#### PAGE EXTRACT

Not much going on today. Not really crampy anymore just VERY bloated. Totally exhausted after work today, just nipped to the shop to get some food in for dinner and now restng up on couch.
I hope to get to bed early tonight. Might post later :)

Sunday, March 27, 2011

3dp5dt

Woke up with more cramps this morning, feels like AF is about to start. I keep willing my embies to hang on in there, it's all I can do. Doesn't help that I ate a whole punnet of grapes yesterday so feel extra bloated today!!!!

Will post again later.

Saturday, March 26, 2011

2dp5dt

Well it's been two days since the transfer. I am still resting up in bed. Still feeling crampy but more of a heaviness now. Don't really think the Salbutomal made any difference to be honest. My lower back is killing me, maybe from lying in bed too long. I'm a nervous wreck everytime I need to use the loo for fear of seeing blood. I'm gonna go to my mam's for dinner later and hopefully have an early night tonight. Tomorrow I'm gonna go to to the cinema with DH - I want to see that film "Limitless". Then I really do have a busy week in work. I'm a teacher by he way! Which means I finish work at 2.40pm - which is usually great but means I have more time to kill on the 2ww!!

Thursday I am booked in for my second round of intralipids. One of my best friends just had her first baby there last Monday. So I plan on spending an evening with her this week too.

Hopefully it'll fly in!!!!!!!

Friday, March 25, 2011

Salbutomal

Well DH picked up my Salbutomal a few moments ago. It's also known as ventolin- used to treat asthma. Apparently it relaxes the uterus. Fingers crossed as I could really do without these cramps! Hopefully it'll kick in soon. Will update later.

Thursday, March 24, 2011

PUPO!

Officially PUPO now! The transfer was over in 5 mins, super quick. I explained about the cramps, they were happy to go ahead. The doc prescribed me Sabutomal to ease the cramps. Unfortunately the chemist didn't have it but ordered it in for the morning. DH is gonna pick it up in the morn. Cramps are pretty bad right now so finding it hard to relax.

Transfer Day!

Just a quick one - will post again later. Yesterday I cleaned our apt in prep for bed rest!
I had my first slice of pineapple this morning- gonna have a slice each day for five days to help implantation.

########

▶ WHAT YOU SHOULD DO
In the diary extract, what is the Spanish translation of the sentence "Apparently it relaxes the uterus."? These lines have nothing to do with the diary extract.

#### SUPPLIED DATA

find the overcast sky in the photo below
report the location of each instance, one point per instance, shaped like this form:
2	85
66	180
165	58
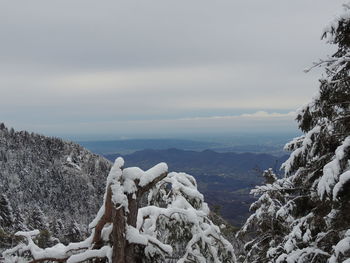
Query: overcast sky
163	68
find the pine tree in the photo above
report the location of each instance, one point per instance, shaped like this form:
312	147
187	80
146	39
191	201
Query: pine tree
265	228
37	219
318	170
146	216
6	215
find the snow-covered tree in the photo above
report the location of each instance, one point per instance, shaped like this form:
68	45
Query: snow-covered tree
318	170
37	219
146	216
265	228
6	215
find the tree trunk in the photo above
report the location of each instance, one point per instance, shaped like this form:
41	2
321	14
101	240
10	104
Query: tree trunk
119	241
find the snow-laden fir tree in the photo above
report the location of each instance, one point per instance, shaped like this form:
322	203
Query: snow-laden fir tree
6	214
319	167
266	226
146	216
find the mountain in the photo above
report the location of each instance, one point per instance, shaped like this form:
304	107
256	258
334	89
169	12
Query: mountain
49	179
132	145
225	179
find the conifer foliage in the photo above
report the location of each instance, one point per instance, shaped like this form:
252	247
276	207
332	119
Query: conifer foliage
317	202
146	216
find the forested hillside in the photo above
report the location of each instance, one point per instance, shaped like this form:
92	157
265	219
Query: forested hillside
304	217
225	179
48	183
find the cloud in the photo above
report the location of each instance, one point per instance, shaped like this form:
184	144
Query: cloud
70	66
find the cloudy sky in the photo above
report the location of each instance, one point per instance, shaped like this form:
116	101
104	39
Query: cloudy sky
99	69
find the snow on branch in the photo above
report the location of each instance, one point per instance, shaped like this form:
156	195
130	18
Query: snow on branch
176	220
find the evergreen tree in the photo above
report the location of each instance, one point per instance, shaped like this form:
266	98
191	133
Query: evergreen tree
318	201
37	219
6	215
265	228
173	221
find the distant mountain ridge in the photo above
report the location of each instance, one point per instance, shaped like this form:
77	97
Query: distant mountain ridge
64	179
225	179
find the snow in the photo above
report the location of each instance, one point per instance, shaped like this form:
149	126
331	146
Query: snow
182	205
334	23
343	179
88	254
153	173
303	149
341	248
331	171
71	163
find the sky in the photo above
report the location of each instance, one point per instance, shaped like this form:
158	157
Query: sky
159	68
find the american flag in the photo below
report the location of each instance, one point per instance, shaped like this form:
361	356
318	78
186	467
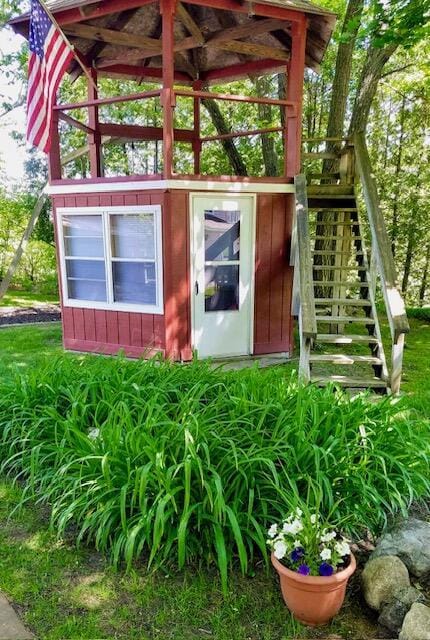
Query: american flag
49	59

########
#### SUPPLIED DATA

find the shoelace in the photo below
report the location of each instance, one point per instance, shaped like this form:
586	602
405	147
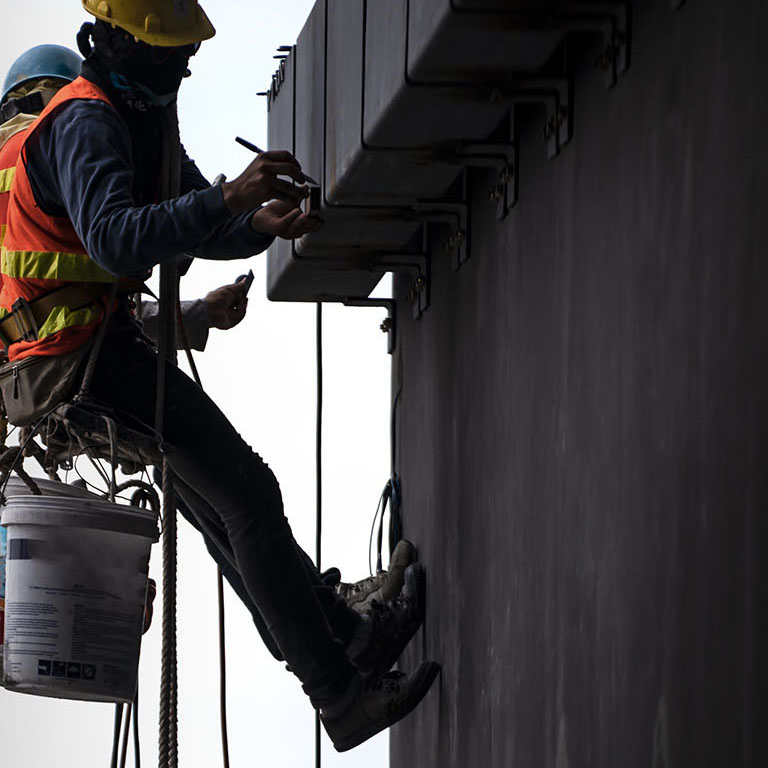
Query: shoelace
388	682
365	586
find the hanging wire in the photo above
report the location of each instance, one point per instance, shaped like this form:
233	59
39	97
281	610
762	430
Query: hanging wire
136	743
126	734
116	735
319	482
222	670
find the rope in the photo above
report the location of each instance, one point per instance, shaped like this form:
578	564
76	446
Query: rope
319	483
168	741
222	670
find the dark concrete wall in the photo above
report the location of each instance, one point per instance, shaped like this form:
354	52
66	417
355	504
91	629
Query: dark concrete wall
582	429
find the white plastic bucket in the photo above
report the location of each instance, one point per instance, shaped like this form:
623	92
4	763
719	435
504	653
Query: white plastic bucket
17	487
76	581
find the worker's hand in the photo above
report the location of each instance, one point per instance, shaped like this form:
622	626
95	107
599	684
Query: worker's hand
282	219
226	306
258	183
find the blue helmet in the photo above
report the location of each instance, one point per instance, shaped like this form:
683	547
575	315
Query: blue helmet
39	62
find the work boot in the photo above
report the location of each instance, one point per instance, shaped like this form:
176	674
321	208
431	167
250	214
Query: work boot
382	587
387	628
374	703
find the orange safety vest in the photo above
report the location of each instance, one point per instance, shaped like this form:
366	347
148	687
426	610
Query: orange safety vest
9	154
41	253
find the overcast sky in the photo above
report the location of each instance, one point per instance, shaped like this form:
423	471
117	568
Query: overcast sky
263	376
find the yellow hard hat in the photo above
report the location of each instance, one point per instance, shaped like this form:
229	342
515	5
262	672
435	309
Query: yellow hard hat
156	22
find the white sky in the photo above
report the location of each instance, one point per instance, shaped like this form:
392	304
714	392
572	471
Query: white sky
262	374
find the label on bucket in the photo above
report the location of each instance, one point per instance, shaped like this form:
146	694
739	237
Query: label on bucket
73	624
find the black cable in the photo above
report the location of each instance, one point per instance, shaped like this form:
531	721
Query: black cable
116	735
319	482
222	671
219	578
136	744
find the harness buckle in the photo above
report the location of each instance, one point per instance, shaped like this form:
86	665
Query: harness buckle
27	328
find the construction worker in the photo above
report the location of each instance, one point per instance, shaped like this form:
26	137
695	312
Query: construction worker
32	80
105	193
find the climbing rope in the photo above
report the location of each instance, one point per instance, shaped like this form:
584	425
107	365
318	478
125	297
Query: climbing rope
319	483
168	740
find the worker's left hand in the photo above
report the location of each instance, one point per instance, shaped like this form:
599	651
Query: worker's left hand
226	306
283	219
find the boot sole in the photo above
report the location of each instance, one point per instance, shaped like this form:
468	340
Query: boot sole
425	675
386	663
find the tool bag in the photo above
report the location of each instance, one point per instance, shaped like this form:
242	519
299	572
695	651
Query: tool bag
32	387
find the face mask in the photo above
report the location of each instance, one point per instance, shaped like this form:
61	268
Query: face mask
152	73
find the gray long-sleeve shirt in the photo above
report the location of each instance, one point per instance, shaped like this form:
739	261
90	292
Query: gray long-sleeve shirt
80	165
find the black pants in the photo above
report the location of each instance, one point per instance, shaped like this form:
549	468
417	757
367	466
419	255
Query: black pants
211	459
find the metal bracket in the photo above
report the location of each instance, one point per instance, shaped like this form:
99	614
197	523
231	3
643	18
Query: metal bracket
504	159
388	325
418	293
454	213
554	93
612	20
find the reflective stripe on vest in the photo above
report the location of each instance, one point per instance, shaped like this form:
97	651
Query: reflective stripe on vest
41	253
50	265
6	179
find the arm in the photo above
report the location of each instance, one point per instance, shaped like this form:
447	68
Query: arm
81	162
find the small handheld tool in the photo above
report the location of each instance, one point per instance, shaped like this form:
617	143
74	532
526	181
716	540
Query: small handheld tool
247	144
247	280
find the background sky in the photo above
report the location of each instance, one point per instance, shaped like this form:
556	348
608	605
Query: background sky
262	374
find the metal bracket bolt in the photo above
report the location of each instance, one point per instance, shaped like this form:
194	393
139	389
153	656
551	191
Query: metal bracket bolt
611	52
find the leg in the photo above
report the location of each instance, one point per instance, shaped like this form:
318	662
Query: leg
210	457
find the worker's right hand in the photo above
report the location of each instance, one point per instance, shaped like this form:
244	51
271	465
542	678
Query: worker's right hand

########

▶ RESPONSE
Al parecer, relaja el útero.